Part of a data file
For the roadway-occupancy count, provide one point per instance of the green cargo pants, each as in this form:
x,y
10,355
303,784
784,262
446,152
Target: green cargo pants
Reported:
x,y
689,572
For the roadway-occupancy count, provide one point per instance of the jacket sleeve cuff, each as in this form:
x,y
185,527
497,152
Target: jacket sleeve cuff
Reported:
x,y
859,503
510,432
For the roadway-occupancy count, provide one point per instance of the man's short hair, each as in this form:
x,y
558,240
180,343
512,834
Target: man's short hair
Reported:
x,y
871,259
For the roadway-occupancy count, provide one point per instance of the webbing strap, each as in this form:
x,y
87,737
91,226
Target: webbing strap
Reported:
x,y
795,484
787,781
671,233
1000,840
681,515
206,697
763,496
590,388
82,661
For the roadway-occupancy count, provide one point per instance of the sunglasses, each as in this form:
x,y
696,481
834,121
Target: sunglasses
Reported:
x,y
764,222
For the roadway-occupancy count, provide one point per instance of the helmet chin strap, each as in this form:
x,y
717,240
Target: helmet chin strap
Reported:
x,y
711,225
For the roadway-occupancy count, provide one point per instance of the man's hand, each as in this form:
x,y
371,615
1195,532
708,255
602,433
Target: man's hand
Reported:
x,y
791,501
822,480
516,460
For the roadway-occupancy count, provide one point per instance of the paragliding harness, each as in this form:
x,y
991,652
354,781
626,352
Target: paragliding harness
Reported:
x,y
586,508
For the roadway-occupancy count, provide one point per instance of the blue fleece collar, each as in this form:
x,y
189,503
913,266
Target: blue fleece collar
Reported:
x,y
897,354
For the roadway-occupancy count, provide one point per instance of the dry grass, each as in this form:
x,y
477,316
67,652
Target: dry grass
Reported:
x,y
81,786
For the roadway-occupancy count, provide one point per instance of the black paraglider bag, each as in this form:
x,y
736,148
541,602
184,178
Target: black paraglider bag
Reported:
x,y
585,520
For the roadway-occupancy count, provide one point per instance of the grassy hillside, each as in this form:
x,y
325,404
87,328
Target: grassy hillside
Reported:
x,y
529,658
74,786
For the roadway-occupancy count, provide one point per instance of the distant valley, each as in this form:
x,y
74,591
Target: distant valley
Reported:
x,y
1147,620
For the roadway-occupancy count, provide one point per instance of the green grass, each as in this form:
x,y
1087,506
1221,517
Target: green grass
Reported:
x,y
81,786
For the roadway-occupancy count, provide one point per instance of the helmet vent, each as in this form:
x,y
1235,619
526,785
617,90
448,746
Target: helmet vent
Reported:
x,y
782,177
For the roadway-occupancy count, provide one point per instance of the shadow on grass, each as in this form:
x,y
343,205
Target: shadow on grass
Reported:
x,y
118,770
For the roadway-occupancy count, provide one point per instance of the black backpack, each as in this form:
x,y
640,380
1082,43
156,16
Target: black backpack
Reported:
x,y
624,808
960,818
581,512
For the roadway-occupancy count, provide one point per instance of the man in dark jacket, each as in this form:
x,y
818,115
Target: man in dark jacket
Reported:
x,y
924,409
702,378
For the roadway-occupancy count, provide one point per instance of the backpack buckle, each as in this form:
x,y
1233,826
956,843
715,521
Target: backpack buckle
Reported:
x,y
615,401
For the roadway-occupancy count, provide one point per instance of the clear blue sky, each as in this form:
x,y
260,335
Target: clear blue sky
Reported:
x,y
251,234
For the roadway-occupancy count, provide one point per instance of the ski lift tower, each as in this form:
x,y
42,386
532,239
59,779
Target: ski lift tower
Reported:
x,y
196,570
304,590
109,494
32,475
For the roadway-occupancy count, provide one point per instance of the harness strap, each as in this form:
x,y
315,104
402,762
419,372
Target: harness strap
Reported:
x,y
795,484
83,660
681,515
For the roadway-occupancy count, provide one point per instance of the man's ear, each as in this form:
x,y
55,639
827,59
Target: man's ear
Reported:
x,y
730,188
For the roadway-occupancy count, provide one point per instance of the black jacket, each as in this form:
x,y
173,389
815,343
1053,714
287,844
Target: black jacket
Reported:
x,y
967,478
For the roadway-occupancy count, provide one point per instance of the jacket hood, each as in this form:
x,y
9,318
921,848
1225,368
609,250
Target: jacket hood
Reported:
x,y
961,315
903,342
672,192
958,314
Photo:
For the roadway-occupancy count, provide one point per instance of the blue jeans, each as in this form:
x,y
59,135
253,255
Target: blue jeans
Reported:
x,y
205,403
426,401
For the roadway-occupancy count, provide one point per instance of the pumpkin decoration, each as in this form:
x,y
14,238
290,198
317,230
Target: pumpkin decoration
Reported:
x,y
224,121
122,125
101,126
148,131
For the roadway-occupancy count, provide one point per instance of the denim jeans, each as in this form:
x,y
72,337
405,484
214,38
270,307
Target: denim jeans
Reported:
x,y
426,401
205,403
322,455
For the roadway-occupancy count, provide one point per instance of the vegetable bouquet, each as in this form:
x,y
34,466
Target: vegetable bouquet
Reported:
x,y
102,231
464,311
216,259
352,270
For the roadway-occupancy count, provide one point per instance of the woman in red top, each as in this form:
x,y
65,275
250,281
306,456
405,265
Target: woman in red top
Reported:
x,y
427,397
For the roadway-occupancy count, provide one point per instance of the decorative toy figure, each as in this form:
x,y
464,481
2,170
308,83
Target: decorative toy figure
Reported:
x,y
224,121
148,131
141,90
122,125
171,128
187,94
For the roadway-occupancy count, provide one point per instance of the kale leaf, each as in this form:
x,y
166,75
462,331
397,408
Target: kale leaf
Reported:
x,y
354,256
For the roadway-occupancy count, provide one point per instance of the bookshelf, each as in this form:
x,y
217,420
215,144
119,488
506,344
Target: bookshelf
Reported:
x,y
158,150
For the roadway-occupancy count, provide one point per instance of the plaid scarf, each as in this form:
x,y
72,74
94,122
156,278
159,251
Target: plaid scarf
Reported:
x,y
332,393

[Task description] Take the entries above and transcribe them in full.

[Expected output]
For the roadway-occupancy count, provide one point per instance of the green cargo pants, each as in this form:
x,y
10,355
303,784
784,262
446,152
Target: green cargo pants
Reported:
x,y
689,572
For the roadway-occupancy count, provide one point per instance of the jacket sleeve cuff, each as in this form:
x,y
185,527
497,152
Target: jacket sleeve cuff
Reported:
x,y
859,503
510,432
For the roadway-occupancy count, provide one point per instance of the man's short hair, each as in this form:
x,y
558,240
180,343
512,834
Target: man's short hair
Reported:
x,y
871,259
For the roadway-occupancy count, provide one point per instance of the webbing strap, each as in this form:
x,y
87,737
91,226
Target: webbing strap
Reported:
x,y
795,484
787,781
671,233
1000,840
681,515
206,697
763,496
590,388
82,661
For the roadway-occupancy count, provide one point per instance of the sunglasses, each as in this form:
x,y
696,481
834,121
Target: sunglasses
Reported:
x,y
764,222
For the roadway-occupancy count, provide one point per instance of the helmet chin strap, each as in this form:
x,y
717,240
Target: helmet chin strap
Reported:
x,y
711,225
For the roadway-occupancy count, provide one point per instance of the man's hand, each as in this form:
x,y
371,615
1195,532
708,255
602,433
Target: man's hand
Reported:
x,y
791,501
822,480
516,460
For the roadway-occupancy count, provide one point per instance of the paragliding harness, each as in this form:
x,y
991,652
354,781
626,352
Target: paragliding harness
Reported:
x,y
586,508
For the roadway-occupancy count, provide one point per instance of the blue fleece collar, each as in this form:
x,y
189,503
913,266
Target: blue fleece collar
Reported:
x,y
897,354
For the roadway-occupancy count, provide one point per instance of the dry grass, each as in this form:
x,y
477,316
67,652
Target: dry grass
Reported:
x,y
81,786
For the roadway-occupancy count, provide one point per instance of the black paraglider bag, each as in this form:
x,y
736,148
541,602
184,178
Target: black paraglider bag
Reported:
x,y
585,520
For the roadway-occupancy count, provide one point per instance of the grassy hillside, each as in this form:
x,y
325,404
87,328
Target: grassy hillside
Reported:
x,y
529,658
74,786
For the roadway-occupancy count, provide one point per instance of the distant valley, each as in this form:
x,y
74,591
Target: distant valley
Reported:
x,y
1147,620
For the roadway-occupancy count, provide one point per instance of the green grass, each as in this form:
x,y
1087,506
1221,517
Target: green grass
Reported:
x,y
81,786
For the roadway-occupancy count, provide one point per instance of the helmet vent, each as in this form:
x,y
1235,619
526,785
617,90
448,746
Target: helmet vent
Reported:
x,y
782,177
For the roadway-occupancy count, provide one point per instance of the shadow on grass, each as in this form:
x,y
343,205
Target: shadow on grass
Reported:
x,y
118,770
For the roadway-occupancy count, provide one point per instance of the black backpack, each as in this form:
x,y
640,380
1082,43
156,16
Target: black backpack
Reported:
x,y
624,808
960,818
581,512
For the roadway-occupancy count, provide one point per instance of the man in dark jacket, each as in this form:
x,y
818,115
Target: man in dark jacket
Reported:
x,y
924,409
702,378
For the roadway-occupancy count, provide one point per instance of the backpack buckle, each as in this form:
x,y
1233,826
956,843
715,521
Target: backpack buckle
Reported:
x,y
615,401
For the roadway-occupancy count, provide one point per instance of the clear blue sky, each as in this form:
x,y
260,335
Target: clear blue sky
Reported:
x,y
251,234
For the roadway-occupancy count, provide one point per instance of the ski lift tower, each as in this form:
x,y
42,386
532,239
59,779
Target: ski lift tower
Reported:
x,y
196,570
304,590
109,494
32,475
For the roadway-occupancy count, provide one point per instance of the harness strap, each as in this form:
x,y
315,104
402,762
419,372
Target: harness strap
Reported:
x,y
795,484
83,660
681,515
For the roadway-occupancy count, provide one point per instance of the man's ear, each as in this form:
x,y
55,639
827,59
Target: man's ear
Reported:
x,y
730,188
For the roadway-occupancy count, provide one point per instance of the black jacket, each as in this form:
x,y
173,389
815,343
1053,714
287,844
Target: black jacket
Reported:
x,y
967,478
For the roadway-occupancy count, provide one point per instance of the jacket hood, each as in this form:
x,y
9,318
921,848
1225,368
609,250
Target: jacket hood
Reported:
x,y
961,315
903,342
672,192
958,314
Photo:
For the roadway-occupancy count, provide one point per instance of the blue jeans, each as in this form:
x,y
59,135
253,255
Target: blue jeans
Reported:
x,y
205,403
426,401
For the roadway-occupancy count, provide one point per instance of the pumpkin decoration, each as in this form:
x,y
14,238
290,198
317,230
Target: pumpkin decoration
Reported:
x,y
224,121
122,125
101,126
148,131
For the roadway-occupancy count, provide one point per instance of the denim jeans, each as in this form:
x,y
72,337
405,484
214,38
270,307
Target: denim jeans
Reported:
x,y
426,401
205,403
322,455
For the roadway-occupancy count, provide one point per instance of the vegetable bouquet, each as in this form:
x,y
34,466
Target: vegetable bouquet
Reported:
x,y
102,231
464,311
216,259
352,270
For the roadway-occupancy count, provide one point per instance of the woman in red top, each as in this form:
x,y
65,275
250,281
306,456
405,265
Target: woman in red top
Reported:
x,y
427,397
For the roadway-occupancy count, provide one point per instance of the decorative toy figure, each as in this form:
x,y
464,481
2,170
308,83
Target: decorative toy figure
Reported:
x,y
224,121
148,131
141,90
122,125
171,128
187,94
For the roadway-occupancy count, provide one point per instance of the kale leaf, each as in this form:
x,y
166,75
462,331
397,408
Target: kale leaf
Reported:
x,y
354,256
For the roadway-occupancy count, provide one point per instance of the bookshelf, each as in this form:
x,y
217,420
215,144
119,488
506,344
Target: bookshelf
Reported:
x,y
158,150
For the roadway-occupancy count, provide one point per instance of the plaid scarf, each as in this form:
x,y
72,74
94,122
156,278
159,251
Target: plaid scarf
Reported:
x,y
332,393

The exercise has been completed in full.